(Referring expression data)
--- START ---
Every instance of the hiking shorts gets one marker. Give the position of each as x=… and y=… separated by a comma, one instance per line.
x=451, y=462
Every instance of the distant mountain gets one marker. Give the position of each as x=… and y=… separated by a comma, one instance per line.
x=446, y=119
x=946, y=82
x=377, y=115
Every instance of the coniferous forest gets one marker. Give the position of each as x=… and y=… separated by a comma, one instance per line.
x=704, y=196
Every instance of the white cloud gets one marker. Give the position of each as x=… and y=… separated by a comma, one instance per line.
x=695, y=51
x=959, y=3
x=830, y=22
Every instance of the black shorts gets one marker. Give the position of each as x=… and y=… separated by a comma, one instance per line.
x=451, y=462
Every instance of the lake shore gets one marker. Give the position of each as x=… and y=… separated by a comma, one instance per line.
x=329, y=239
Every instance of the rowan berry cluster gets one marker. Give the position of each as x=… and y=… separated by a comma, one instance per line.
--- END ---
• Assigned task
Starting from the line that contains "Every instance of the distant", reproduce each line of the data exactly through the last one.

• Problem solution
Every instance of the distant mountain gets one marker. Give the position of each as x=… and y=… separated by a comma, one instance per line.
x=446, y=119
x=946, y=82
x=377, y=115
Every instance of the coniferous forest gets one marker. Give the position of each as x=… and y=… separated by a comma, one instance per line.
x=704, y=196
Every instance of the white cloud gets one marker. Give the position of each as x=… and y=… separated by a comma, one instance per line.
x=695, y=51
x=959, y=3
x=830, y=22
Every instance of the black shorts gets one marker. Give the position of each as x=… and y=… separated by a comma, one instance per line.
x=451, y=462
Every instance of the lake shore gets one marker. Give the position of each as x=… and y=… separated by a comma, one instance per line.
x=329, y=239
Every instance of the rowan berry cluster gets one marker. Give the position of each as x=… and y=… separated by a comma, one instance per line.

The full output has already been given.